WRITTEN PROBLEM 1
Retype, character for character, the stretch from "President Donald Trump" through "to his biography." in the article below on Jack Keane's Presidential Medal of Freedom.

··· GIVEN PASSAGE

This article was originally published on March 11, 2020, by the U.S. Army.
WASHINGTON — A former four-star general who served as the Army’s vice chief of staff was awarded the Presidential Medal of Freedom during a ceremony March 10 at the White House.
Jack Keane, who served from 1966 to 2003, was a career infantry paratrooper and decorated combat veteran of the Vietnam War. He was also at the Pentagon when a jetliner struck it on 9/11, and later provided oversight and support for the wars in Afghanistan and Iraq.
He is now a senior strategic analyst for Fox News.
President Donald Trump called Keane a “courageous warrior and a fearless patriot” whom national security expert Henry Kissinger once dubbed a “national treasure.”
“Jack Keane is a visionary, a brilliant strategist and an American hero,” Trump said. “General, you will be remembered as one of the finest and most dedicated Soldiers in a long and storied history of the United States military.”
The medal is one of the nation’s highest civilian awards that is given to individuals who have made especially meritorious contributions to the security or national interests of the U.S., to world peace, or to cultural or other significant public or private endeavors.
As the Army’s vice chief of staff in his last four years of service, Keane oversaw 1.5 million soldiers and civilians in 120 countries with an annual operating budget of $110 billion, according to his biography.

······

WRITTEN PROBLEM 2
From the records below, extract each line containing the string "pink", with case taken into account.

··· RECORDS FOR THIS TASK

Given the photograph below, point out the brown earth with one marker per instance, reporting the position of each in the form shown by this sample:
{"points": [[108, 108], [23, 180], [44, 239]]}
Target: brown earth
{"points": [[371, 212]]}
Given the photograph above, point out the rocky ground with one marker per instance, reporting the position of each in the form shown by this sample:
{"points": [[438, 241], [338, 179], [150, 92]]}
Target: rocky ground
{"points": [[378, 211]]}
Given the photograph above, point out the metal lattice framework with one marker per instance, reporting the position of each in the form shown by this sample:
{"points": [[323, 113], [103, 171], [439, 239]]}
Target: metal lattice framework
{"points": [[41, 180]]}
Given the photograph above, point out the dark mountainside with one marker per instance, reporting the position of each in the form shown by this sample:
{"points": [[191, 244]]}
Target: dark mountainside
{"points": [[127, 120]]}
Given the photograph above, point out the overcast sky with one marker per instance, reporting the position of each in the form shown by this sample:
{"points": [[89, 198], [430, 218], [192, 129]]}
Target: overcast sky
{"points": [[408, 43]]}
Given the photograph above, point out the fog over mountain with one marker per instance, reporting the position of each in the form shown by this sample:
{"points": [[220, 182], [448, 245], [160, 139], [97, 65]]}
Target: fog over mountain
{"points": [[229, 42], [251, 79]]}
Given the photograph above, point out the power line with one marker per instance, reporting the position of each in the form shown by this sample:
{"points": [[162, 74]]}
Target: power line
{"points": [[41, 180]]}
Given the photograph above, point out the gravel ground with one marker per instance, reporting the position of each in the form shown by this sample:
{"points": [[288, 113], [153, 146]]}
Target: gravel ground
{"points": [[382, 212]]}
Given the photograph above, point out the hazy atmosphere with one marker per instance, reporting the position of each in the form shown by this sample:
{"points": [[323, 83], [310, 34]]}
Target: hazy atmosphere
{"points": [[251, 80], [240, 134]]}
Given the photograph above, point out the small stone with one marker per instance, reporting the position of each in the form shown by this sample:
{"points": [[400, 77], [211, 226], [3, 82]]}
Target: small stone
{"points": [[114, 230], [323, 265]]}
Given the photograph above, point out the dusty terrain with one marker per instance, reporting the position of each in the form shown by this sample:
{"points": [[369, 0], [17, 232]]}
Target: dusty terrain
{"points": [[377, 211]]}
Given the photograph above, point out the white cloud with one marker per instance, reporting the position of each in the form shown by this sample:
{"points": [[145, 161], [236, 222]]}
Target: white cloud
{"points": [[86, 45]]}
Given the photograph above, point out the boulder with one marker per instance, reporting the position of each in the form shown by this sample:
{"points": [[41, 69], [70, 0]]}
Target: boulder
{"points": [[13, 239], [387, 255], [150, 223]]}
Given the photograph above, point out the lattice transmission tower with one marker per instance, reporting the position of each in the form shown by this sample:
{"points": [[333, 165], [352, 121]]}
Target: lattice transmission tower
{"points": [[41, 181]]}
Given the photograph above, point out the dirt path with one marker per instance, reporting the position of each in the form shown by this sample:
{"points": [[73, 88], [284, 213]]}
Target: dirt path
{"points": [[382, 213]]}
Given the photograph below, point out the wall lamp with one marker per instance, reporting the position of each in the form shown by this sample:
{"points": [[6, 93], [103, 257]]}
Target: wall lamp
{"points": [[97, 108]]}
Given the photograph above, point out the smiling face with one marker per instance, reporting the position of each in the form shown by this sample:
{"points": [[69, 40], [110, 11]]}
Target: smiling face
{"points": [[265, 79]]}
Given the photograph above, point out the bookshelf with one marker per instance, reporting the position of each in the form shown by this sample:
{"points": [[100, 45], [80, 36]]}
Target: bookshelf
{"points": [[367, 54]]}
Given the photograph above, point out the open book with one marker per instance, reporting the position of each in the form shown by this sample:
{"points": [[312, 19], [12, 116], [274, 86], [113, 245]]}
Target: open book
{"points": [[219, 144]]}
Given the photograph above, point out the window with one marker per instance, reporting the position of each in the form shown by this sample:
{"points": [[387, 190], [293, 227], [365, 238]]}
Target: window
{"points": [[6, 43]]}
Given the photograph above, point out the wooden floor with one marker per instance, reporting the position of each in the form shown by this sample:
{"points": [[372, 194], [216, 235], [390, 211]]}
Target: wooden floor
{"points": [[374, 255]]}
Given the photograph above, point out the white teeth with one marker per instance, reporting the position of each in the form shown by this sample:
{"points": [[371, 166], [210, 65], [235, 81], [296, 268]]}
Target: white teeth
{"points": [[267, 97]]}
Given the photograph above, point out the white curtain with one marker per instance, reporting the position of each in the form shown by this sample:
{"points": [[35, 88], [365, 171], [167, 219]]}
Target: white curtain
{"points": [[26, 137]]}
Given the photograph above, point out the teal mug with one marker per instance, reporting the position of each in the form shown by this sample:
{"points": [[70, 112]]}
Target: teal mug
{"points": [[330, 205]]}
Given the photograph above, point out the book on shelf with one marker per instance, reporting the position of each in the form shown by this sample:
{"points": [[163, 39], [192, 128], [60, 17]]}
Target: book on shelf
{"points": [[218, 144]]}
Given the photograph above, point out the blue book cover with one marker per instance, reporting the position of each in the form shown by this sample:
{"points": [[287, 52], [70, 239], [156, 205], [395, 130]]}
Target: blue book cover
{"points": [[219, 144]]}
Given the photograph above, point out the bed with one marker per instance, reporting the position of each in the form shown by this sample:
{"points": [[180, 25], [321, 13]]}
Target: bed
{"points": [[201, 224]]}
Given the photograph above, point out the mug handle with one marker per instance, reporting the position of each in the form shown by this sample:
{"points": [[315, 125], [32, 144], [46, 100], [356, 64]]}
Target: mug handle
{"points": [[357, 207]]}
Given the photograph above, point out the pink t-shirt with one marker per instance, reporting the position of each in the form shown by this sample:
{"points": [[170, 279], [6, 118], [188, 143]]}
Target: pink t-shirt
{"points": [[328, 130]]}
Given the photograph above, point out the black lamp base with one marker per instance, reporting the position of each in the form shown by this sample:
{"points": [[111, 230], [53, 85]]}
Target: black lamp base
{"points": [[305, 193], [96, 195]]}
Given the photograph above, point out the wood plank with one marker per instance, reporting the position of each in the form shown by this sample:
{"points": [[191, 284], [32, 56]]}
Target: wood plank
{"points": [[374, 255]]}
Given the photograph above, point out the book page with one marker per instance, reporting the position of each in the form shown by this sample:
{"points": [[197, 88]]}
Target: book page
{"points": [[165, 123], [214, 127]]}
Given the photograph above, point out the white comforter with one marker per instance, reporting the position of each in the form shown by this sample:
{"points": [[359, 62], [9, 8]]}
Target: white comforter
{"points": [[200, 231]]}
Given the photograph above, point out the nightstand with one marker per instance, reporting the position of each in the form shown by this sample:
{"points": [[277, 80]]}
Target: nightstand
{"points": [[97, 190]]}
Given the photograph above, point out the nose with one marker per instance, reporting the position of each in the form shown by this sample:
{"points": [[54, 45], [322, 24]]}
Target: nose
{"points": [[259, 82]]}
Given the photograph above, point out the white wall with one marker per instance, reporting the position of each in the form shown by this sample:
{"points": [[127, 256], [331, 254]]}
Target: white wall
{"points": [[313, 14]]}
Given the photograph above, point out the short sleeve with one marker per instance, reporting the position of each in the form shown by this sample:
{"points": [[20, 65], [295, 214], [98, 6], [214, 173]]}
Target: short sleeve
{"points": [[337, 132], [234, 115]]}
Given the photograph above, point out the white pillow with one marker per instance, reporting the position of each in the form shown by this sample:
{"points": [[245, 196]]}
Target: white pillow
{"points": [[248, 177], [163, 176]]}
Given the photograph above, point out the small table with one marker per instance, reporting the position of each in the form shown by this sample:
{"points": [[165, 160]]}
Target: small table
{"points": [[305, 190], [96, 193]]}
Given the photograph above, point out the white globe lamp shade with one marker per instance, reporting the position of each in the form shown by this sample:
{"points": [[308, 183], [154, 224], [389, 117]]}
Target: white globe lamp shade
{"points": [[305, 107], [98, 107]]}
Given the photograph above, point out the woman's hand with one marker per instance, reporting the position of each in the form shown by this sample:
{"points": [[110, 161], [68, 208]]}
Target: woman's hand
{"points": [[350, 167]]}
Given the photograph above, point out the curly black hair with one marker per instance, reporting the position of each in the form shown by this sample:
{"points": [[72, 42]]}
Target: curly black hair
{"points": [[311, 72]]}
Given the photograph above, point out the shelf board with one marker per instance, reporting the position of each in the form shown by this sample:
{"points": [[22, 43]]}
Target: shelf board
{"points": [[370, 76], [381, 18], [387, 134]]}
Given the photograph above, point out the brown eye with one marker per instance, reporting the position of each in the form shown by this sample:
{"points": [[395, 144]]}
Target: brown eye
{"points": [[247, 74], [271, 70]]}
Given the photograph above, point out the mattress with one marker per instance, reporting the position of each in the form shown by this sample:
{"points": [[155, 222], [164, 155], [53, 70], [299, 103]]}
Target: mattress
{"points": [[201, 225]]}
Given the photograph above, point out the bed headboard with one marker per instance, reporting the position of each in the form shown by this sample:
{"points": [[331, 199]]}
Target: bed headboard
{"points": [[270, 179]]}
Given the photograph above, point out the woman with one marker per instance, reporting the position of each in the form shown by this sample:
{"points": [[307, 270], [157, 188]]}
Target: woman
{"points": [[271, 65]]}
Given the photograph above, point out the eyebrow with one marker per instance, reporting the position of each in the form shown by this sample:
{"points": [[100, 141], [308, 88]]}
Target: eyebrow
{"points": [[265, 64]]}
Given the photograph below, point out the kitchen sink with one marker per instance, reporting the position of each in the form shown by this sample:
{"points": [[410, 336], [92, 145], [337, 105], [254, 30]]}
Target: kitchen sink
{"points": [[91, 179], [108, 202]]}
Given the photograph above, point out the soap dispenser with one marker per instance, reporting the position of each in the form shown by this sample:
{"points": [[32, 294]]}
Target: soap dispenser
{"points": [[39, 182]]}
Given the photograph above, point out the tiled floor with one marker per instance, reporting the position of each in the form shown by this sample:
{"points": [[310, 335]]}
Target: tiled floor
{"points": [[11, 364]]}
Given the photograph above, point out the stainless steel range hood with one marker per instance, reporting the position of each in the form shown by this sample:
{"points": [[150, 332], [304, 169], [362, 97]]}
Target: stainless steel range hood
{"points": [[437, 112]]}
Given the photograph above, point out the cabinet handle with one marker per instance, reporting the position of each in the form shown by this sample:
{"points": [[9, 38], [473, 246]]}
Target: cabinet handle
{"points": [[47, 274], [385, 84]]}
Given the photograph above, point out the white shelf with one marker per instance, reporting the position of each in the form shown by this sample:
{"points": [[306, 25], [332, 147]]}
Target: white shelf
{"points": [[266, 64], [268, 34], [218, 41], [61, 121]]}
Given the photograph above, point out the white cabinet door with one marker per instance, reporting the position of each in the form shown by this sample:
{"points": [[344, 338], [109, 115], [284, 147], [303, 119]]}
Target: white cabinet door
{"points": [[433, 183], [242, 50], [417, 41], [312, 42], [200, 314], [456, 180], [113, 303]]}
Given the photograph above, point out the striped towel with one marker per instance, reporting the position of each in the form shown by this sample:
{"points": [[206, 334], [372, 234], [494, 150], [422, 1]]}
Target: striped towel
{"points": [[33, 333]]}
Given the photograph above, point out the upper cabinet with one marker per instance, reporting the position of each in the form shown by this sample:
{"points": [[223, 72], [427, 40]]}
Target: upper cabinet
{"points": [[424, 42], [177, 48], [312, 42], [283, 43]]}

······

TASK RESPONSE 1
President Donald Trump called Keane a “courageous warrior and a fearless patriot” whom national security expert Henry Kissinger once dubbed a “national treasure.”
“Jack Keane is a visionary, a brilliant strategist and an American hero,” Trump said. “General, you will be remembered as one of the finest and most dedicated Soldiers in a long and storied history of the United States military.”
The medal is one of the nation’s highest civilian awards that is given to individuals who have made especially meritorious contributions to the security or national interests of the U.S., to world peace, or to cultural or other significant public or private endeavors.
As the Army’s vice chief of staff in his last four years of service, Keane oversaw 1.5 million soldiers and civilians in 120 countries with an annual operating budget of $110 billion, according to his biography.

TASK RESPONSE 2
Given the photograph above, point out the pink t-shirt with one marker per instance, reporting the position of each in the form shown by this sample:
Target: pink t-shirt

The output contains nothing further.